- _Required actions_:
a – In the post on 1987 chart music below, why does the writer say 1987 is a year they always get excited about? Answer in one to three sentences.
b – Copy the 1987 chart music post below word for word, from "Chart Music Through" to "peaking in excess.".

Chart Music Through The Years – 1987

Today in Madonna History: December 28, 1987 « Today In Madonna History

Greetings, Glancers! On the surface 1987 is one of those years I always get excited about – some of my all time favourite movies were released in Predator, Robocop, The Lost Boys, Near Dark etc and at least two of my all time favourite albums came out – Bad, and Appetite For Destruction. Elsewhere, Bon Jovi and U2 released smash hit singles and albums, MTV was launched in Europe, Kyle Minogue left Neighbours and started a singing career, and hair metal was peaking in excess.

What of the wider world? Terry Waite was kidnapped, Budd Dwyer killed himself on TV, Iran-Contra further embarrassed Reagan, Platoon won Best Picture at The Oscars, plans for Euro Disney were put in place, The Simpsons first appeared in an early form, Lester Piggott went to prison, and the IRA bombed Enniskillen.

- _Record list_:
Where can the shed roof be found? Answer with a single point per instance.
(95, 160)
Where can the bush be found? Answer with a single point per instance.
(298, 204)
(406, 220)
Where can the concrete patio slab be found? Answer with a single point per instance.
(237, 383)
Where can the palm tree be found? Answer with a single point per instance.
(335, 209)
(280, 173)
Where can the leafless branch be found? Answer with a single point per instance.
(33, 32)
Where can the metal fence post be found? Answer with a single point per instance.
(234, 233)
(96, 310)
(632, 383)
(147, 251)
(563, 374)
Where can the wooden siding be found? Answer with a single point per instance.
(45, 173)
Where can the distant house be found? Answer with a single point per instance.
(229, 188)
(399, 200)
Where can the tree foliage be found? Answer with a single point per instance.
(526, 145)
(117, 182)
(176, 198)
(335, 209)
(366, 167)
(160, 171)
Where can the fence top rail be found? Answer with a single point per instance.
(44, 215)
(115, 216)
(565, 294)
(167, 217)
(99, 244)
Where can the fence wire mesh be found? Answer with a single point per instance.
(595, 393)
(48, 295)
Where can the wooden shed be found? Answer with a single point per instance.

- _Solutions in order_:
a – Some of the writer's all-time favorite movies came out that year, including Predator, Robocop, The Lost Boys and Near Dark. At least two of their all-time favorite albums, Bad and Appetite For Destruction, also came out in 1987.

b –
Chart Music Through The Years – 1987

Today in Madonna History: December 28, 1987 « Today In Madonna History

Greetings, Glancers! On the surface 1987 is one of those years I always get excited about – some of my all time favourite movies were released in Predator, Robocop, The Lost Boys, Near Dark etc and at least two of my all time favourite albums came out – Bad, and Appetite For Destruction. Elsewhere, Bon Jovi and U2 released smash hit singles and albums, MTV was launched in Europe, Kyle Minogue left Neighbours and started a singing career, and hair metal was peaking in excess.